▶ **Extract to read**

=-=-=-=-=

The war has changed the political dynamics for Europe, as short-term measures to secure its energy supplies have recast climate diplomacy. As a result, our international programmes are reimagining the EU partnerships and alliances that are needed in this fragmented context.
Across the ECF, we are developing a focus on ‘Europe in the World‘. As part of this, we are engaging with partners to develop dialogues among EU decision-makers, experts and grantees and their counterparts in the US, Africa, Latin America and Asia. The issues to address range from the G20 to collaboration on critical raw materials.
Preventing backlash, assigning blame to fossil giants and defending climate solutions
The outbreak of the war posed a risk to the European Green Deal and climate policies more broadly, as fossil fuel interests sought to associate climate policies with the cost-of-living crisis. To build support for climate policies and to accelerate solutions, a consistent theme in our network’s response was to attribute blame to Russia and fossil fuel firms worsening the crises even as they made windfalls from it. We explained and promoted climate policies as practical solutions to security, economic and climate crises alike. Not least, we prioritised supporting vulnerable households.
As a result, our network has stood in solidarity with those facing major cost-of-living challenges and supported the most vulnerable, not promoting the kind of climate policies that would be unfair and ineffective. We are supporting groups such as trade unions, consumer rights groups, non-profits working on poverty, and more. In light of the war and rising prices, we promoted policies that avoid regressive impacts and supported grantees by building more flexibility into existing grants so they could pivot their strategies.

=-=-=-=-=

▶ **Given data**
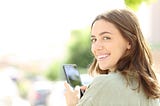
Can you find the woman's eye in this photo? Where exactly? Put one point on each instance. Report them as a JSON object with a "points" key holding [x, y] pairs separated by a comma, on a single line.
{"points": [[106, 38], [93, 40]]}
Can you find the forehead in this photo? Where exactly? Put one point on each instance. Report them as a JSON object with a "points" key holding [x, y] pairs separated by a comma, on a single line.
{"points": [[103, 25]]}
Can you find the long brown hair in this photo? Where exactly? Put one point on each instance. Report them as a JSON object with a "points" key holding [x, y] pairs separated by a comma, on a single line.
{"points": [[138, 60]]}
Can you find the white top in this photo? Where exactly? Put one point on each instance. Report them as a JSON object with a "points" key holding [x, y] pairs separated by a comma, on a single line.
{"points": [[112, 90]]}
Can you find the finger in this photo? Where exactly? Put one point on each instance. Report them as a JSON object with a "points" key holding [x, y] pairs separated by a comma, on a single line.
{"points": [[83, 87]]}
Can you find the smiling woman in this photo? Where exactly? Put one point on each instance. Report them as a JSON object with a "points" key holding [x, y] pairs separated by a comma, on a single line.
{"points": [[122, 66]]}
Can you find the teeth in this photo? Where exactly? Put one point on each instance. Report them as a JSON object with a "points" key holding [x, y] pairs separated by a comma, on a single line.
{"points": [[102, 56]]}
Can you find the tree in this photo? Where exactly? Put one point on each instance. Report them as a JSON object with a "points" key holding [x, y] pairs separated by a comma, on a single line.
{"points": [[135, 4]]}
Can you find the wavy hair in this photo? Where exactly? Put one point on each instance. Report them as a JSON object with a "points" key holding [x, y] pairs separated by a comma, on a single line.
{"points": [[137, 62]]}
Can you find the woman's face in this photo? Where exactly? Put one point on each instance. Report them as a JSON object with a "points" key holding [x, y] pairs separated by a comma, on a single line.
{"points": [[108, 45]]}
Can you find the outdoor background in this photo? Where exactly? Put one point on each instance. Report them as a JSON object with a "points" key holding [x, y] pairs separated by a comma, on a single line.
{"points": [[38, 36]]}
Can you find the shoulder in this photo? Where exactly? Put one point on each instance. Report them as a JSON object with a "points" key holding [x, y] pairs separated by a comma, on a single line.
{"points": [[108, 78]]}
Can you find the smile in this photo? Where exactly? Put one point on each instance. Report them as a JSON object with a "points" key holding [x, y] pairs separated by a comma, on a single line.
{"points": [[102, 57]]}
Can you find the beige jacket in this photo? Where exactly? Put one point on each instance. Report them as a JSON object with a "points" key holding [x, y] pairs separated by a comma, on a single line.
{"points": [[112, 90]]}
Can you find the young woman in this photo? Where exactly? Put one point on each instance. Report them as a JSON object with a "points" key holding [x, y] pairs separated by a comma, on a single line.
{"points": [[122, 65]]}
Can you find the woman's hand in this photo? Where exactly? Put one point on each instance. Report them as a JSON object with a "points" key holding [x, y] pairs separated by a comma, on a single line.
{"points": [[72, 95]]}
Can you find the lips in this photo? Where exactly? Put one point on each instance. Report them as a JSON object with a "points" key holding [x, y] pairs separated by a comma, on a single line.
{"points": [[102, 57]]}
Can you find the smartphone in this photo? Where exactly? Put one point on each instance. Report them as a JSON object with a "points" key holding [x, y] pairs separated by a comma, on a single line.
{"points": [[72, 75]]}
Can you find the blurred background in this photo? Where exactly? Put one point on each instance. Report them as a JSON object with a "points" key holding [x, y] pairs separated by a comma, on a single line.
{"points": [[38, 36]]}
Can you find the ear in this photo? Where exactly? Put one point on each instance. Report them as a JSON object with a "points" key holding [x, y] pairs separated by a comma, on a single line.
{"points": [[128, 45]]}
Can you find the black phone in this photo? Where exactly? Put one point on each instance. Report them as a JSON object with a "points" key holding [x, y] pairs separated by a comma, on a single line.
{"points": [[72, 75]]}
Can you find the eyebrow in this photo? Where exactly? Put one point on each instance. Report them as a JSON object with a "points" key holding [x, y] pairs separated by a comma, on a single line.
{"points": [[102, 33]]}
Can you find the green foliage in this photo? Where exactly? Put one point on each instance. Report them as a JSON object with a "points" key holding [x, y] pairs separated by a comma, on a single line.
{"points": [[135, 4], [53, 71], [79, 48]]}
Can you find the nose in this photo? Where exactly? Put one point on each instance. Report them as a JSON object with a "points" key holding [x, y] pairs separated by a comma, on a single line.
{"points": [[98, 45]]}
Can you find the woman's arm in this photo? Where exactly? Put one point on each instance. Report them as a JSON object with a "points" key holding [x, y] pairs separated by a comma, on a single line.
{"points": [[71, 95]]}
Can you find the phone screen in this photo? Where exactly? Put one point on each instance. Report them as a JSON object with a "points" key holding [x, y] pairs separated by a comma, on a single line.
{"points": [[72, 74]]}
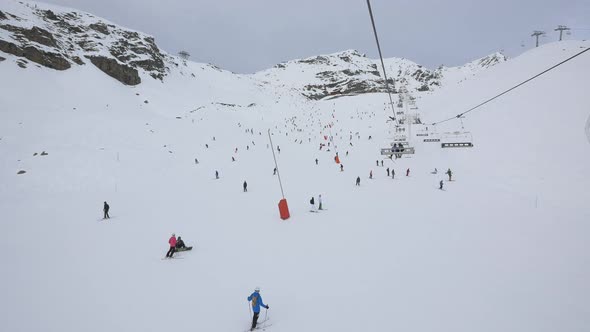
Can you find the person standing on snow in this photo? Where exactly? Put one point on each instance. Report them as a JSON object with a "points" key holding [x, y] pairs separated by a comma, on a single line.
{"points": [[180, 244], [172, 243], [105, 209], [256, 300]]}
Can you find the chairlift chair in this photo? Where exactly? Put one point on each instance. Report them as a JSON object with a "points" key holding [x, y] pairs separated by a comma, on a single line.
{"points": [[457, 139]]}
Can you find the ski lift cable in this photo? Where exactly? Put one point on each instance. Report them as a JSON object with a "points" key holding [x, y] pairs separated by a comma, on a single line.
{"points": [[512, 88], [381, 58]]}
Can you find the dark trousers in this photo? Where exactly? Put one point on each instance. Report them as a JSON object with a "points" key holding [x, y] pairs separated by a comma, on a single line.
{"points": [[170, 252], [255, 319]]}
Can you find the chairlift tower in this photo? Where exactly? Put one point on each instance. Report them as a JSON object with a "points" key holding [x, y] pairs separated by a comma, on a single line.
{"points": [[536, 34], [561, 29]]}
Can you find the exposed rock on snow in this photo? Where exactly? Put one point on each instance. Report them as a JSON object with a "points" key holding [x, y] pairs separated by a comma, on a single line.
{"points": [[120, 72], [58, 38]]}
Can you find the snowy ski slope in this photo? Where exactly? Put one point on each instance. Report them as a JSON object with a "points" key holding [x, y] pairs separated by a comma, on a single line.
{"points": [[503, 248]]}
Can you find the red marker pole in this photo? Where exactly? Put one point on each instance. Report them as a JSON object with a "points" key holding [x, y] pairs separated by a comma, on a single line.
{"points": [[283, 207]]}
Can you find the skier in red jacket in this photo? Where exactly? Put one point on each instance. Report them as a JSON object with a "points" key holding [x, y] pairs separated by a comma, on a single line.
{"points": [[172, 243]]}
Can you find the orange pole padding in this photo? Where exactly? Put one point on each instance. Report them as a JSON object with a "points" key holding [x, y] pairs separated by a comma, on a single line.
{"points": [[284, 209]]}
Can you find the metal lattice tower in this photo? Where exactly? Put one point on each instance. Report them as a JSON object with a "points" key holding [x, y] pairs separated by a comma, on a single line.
{"points": [[561, 29], [537, 34]]}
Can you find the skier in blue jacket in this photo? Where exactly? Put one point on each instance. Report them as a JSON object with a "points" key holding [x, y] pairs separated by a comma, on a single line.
{"points": [[256, 304]]}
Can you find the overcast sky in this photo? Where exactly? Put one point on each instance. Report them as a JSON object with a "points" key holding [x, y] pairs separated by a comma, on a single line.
{"points": [[245, 36]]}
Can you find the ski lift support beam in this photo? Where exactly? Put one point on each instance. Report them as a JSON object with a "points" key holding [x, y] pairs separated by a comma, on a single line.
{"points": [[381, 58]]}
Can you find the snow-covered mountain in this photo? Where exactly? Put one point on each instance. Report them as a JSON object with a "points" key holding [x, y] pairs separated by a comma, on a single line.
{"points": [[59, 38], [503, 247]]}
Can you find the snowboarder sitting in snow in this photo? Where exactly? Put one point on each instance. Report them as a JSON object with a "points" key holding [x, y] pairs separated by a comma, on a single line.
{"points": [[256, 304], [172, 243], [180, 243]]}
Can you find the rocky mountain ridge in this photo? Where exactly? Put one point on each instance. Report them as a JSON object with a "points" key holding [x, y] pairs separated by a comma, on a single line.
{"points": [[59, 38]]}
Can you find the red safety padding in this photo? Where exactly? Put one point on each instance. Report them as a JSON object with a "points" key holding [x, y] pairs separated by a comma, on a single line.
{"points": [[284, 209]]}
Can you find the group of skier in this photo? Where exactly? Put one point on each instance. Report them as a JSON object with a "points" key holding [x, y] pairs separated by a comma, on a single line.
{"points": [[175, 245]]}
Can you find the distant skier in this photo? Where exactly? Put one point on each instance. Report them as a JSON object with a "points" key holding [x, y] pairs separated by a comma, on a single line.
{"points": [[105, 209], [172, 243], [180, 244], [256, 300]]}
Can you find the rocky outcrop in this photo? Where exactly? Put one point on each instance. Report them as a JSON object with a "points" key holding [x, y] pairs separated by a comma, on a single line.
{"points": [[47, 59], [122, 73], [58, 38]]}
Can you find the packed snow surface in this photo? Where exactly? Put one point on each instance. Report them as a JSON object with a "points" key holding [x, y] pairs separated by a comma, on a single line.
{"points": [[504, 247]]}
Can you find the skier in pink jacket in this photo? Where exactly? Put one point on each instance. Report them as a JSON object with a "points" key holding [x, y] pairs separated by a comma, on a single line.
{"points": [[172, 243]]}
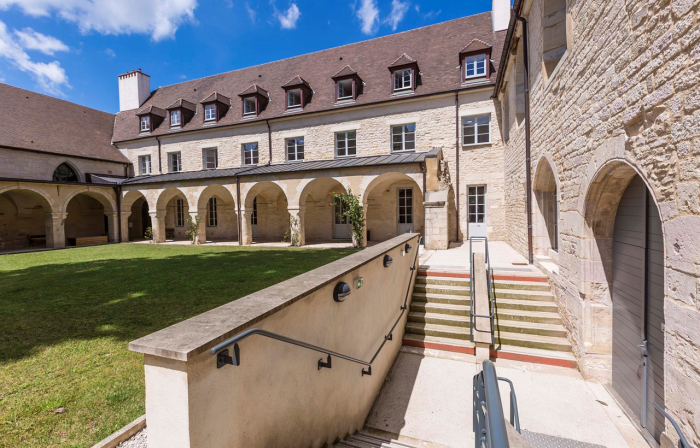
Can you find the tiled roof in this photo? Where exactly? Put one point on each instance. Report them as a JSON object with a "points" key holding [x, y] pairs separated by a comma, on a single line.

=-=-=-=-=

▶ **Written problem 1**
In the passage on the ECF's international climate work, which regions' counterparts are EU decision-makers, experts and grantees being brought into dialogue with?
▶ **Written problem 2**
Repeat the lines of the listing from the one containing "Can you find the rocky mountain" through the end of the listing, both ends included, and leave the pictures out.

▶ **Complete response 1**
The US, Africa, Latin America and Asia.

▶ **Complete response 2**
Can you find the rocky mountain ridge in this photo? Where exactly? Put one point on each instance. Report them as a JSON object with a "points" key holding [x, y] pairs separated by a comma, on a single line.
{"points": [[59, 38]]}
Can you find the red safety padding in this photo? Where exactly? Put one point on each instance. Report them as a JSON object with a "points" key holding [x, y] pairs separated by a comma, on a single line.
{"points": [[284, 209]]}
Can you find the group of skier in this photo? Where exactly? Put one point on each instance. Report them as a JSON object with a "points" key holding [x, y] pairs separated by a comma, on a single line.
{"points": [[175, 245]]}
Can you find the distant skier in this photo? Where exactly? Put one point on each instance. Report them as a JSON object with a "points" key holding [x, y] pairs separated by a comma, on a single line.
{"points": [[105, 209], [172, 243], [180, 244], [256, 300]]}
Can you find the rocky outcrop in this photo? Where exactly? Put one point on each instance. Report them as a JSON object with a "points" key holding [x, y] pairs separated by a comma, on a single line.
{"points": [[47, 59], [122, 73], [58, 38]]}
Can you find the packed snow surface in this photo? Where exactly? Put one point on each instance. Report them as a JSON object with a "points" key holding [x, y] pairs separated by a comma, on a single line.
{"points": [[504, 247]]}
Can you find the skier in pink jacket in this photo? Where exactly? Put one point on each instance. Report them as a JSON object with a "points" key holding [x, y] pairs separated by a comma, on a single line.
{"points": [[172, 243]]}
Can you find the tiled roof in this photo? Where exactly? Put one point on each instance. Report them as a JSON object with a "points" key holding [x, y] pairs separated by a comma, on a single line.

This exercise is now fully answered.